→ Aufgabe a
Welche gesellschaftliche Organisation wird laut dem Text als einzige im nächsten Leben weiter bestehen?

→ Text
........
[Dieser Eintrag besteht aus zwei Artikeln:
Lehren bezüglich der Familie
Das Familienleben
Der erste Artikel behandelt die hauptsächlichen Lehren der Kirche über die Familie. Diese Lehren unterscheiden sich wesentlich von dem, was heute im allgemeinen über die Familie ausgesagt wird Der Artikel konzentriert sich außerdem auf neuzeitliche Schriften und die Weisungen der Kirchenführer. Der zweite Artikel erklärt wie Familien die Mitgliedschaft in der Kirche zusammen erfahren und weist darauf hin, dass die Kirchenprogramme auf die Familie ausgerichtet sind. Die Familie steht im Mittelpunkt der HLT Theologie, Religion, Gesellschaft und Kultur. Zusätzlich zu den folgenden Artikeln siehe auch: Kinder; Vaterschaft; Ehe; Mutterschaft; und Mutter in Israel. Kirchenpolitik, sowie Praktiken bezüglich der Familie betreffend siehe: Missbrauch; Ehepartner und Kind; Kinderadoption; Verhütung; Scheidung; Familienheimabend; und Familiengebet.]
LEHREN ÜBER DIE FAMILIE
Die grundlegende Einheit der Kirche Jesu Christi der Heiligen der letzten Tage ist die Familie: „Das Heim ist die Grundlage für ein rechtschaffenes Leben und nichts kann es ersetzen oder seine grundlegenden Funktionen erfüllen“ (McKay, Einleitung). Innerhalb der Familie erfahren Menschen viele der größten Freuden und Leiden des Lebens. Die Familienbeziehungen eines jeden Menschen auf dieser Erde sind von äußerster Wichtigkeit. Von allen gesellschaftlichen Organisationen, die für die Menschen geschaffen wurden, wird nur die Familie im nächsten Leben weiter bestehen.
Die irdische Familie spiegelt die göttliche Familie wider. Die Kirche lehrt, dass jeder Mensch ein Kind sowohl himmlischer als auch irdischer Eltern. Jeder wurde geistig und physisch nach dem Abbild Gottes und Christi geschaffen (Mose 2:27; 3:5). Die Erste Präsidentschaft hat folgendes verkündet: „Alle Männer und Frauen sind im Ebenbild eines universellen Vaters und einer universellen Mutter, und sind buchstäblich die Söhne und Töchter der Gottheit“ (MFP 4:203). Jeder Mensch lebte zusammen mit dem Himmlischen Vater und der Himmlischen Mutter bevor er auf diese Erde kam und wurde von ihnen, als Mitglied ihrer ewigen Familie, geliebt und unterwiesen (siehe Vorirdisches Dasein). Die Geburt vereint den Geist mit einem physischen Körper, so dass diese zusammen „eine Fülle der Freude empfangen können“ (LuB 93:33; cf. 2. Ne. 2:25).
........
→ Vorliegende Datensätze
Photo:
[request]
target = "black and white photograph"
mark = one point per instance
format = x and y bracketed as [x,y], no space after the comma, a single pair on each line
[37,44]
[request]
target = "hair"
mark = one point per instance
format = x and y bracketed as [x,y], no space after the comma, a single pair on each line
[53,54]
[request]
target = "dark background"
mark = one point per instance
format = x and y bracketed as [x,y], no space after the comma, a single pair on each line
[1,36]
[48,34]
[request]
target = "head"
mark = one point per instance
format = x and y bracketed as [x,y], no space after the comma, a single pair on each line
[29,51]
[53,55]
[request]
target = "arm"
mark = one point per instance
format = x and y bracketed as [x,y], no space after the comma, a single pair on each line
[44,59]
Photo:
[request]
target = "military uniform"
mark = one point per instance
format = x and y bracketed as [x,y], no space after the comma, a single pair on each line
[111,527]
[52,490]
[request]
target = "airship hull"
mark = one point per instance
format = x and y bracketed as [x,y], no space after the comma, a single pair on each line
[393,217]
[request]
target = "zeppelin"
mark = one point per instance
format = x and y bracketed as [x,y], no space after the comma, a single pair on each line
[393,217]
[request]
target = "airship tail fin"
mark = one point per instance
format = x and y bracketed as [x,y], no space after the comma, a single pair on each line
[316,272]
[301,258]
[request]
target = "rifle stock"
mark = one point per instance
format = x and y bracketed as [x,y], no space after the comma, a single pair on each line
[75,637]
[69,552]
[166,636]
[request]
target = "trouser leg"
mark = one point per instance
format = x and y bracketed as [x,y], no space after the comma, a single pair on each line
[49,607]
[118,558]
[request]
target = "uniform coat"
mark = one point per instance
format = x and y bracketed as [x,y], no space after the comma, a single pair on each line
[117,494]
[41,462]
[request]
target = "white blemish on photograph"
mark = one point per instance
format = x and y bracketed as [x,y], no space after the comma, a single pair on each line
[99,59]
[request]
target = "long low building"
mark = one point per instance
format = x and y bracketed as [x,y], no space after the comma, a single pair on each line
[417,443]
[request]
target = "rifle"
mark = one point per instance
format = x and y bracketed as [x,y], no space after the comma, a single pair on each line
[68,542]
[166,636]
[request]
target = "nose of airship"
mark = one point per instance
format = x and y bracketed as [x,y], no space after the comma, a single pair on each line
........
→ Aufgabe b
Sammle alle Zeilen der Datensätze, in denen das Wort „white“ vorkommt. Groß- und Kleinschreibung ist dabei zu beachten.

→ Ergebnis a
Die Familie.

→ Ergebnis b
target = "black and white photograph"
target = "white blemish on photograph"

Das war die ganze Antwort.